### Task directions
Scale the records from the line containing "Test: the pointer marks one pixel per instance of the slope" down to the line containing "x=318 y=192", both lines included, and give every line again. Multiply only the answer coordinates by 0.5, round them to whole numbers with halves going up, leave all other text unchanged, and omit the pictures.

──────── Data rows ────────

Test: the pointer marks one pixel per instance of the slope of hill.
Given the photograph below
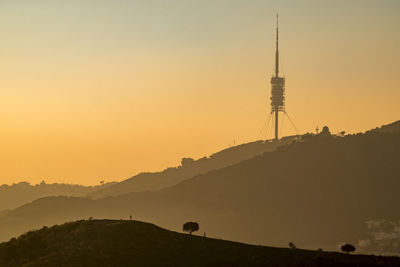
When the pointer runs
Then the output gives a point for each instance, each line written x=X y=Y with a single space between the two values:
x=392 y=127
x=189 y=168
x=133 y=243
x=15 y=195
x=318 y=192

────────
──────── Data rows ────────

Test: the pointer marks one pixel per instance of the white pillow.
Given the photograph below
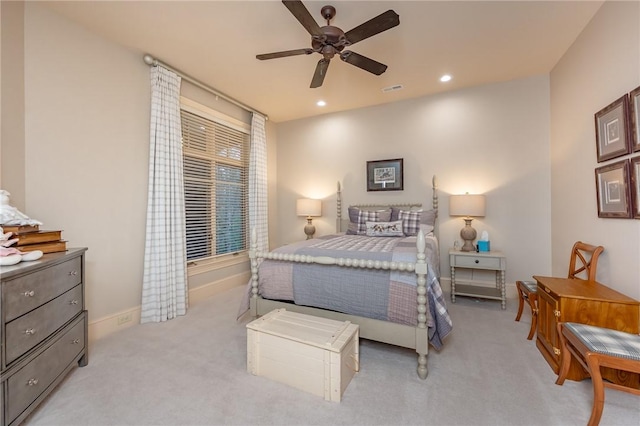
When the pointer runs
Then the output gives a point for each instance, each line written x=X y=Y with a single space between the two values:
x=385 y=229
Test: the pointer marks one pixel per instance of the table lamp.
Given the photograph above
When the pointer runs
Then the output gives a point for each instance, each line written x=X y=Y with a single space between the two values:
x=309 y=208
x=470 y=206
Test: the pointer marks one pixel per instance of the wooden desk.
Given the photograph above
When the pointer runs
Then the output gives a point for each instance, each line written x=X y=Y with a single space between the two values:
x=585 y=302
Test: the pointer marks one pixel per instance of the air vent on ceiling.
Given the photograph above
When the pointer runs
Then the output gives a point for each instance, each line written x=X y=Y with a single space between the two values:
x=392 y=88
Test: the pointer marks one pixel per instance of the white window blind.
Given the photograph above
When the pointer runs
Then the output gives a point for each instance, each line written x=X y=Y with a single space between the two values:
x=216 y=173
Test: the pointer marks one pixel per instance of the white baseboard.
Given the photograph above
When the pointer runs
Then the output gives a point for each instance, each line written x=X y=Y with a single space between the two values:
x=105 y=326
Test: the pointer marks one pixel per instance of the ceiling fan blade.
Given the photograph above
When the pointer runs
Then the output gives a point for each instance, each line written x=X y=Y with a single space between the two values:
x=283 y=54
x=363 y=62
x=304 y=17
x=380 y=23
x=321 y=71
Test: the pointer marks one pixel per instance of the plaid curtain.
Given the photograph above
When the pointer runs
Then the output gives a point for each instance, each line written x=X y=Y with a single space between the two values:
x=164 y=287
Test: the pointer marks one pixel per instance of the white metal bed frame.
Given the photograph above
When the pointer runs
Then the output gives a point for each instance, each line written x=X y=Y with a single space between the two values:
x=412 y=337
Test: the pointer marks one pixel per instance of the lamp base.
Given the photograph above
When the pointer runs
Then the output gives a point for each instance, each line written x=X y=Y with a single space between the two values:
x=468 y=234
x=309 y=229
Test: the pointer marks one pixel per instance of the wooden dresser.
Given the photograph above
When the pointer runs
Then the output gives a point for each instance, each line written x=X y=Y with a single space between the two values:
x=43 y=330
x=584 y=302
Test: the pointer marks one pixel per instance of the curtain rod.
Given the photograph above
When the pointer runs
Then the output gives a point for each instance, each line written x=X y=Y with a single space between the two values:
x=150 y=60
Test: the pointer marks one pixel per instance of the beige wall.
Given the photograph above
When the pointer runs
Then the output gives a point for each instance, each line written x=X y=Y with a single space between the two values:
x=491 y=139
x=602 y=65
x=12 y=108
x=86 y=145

────────

### Full response
Test: the pointer marks one pixel per instance of the slope of hill.
Given the photograph below
When the pointer runs
Then the output gives a point for each instance, each line written x=X y=Y with a single space between the two values:
x=196 y=64
x=95 y=84
x=67 y=122
x=8 y=98
x=159 y=96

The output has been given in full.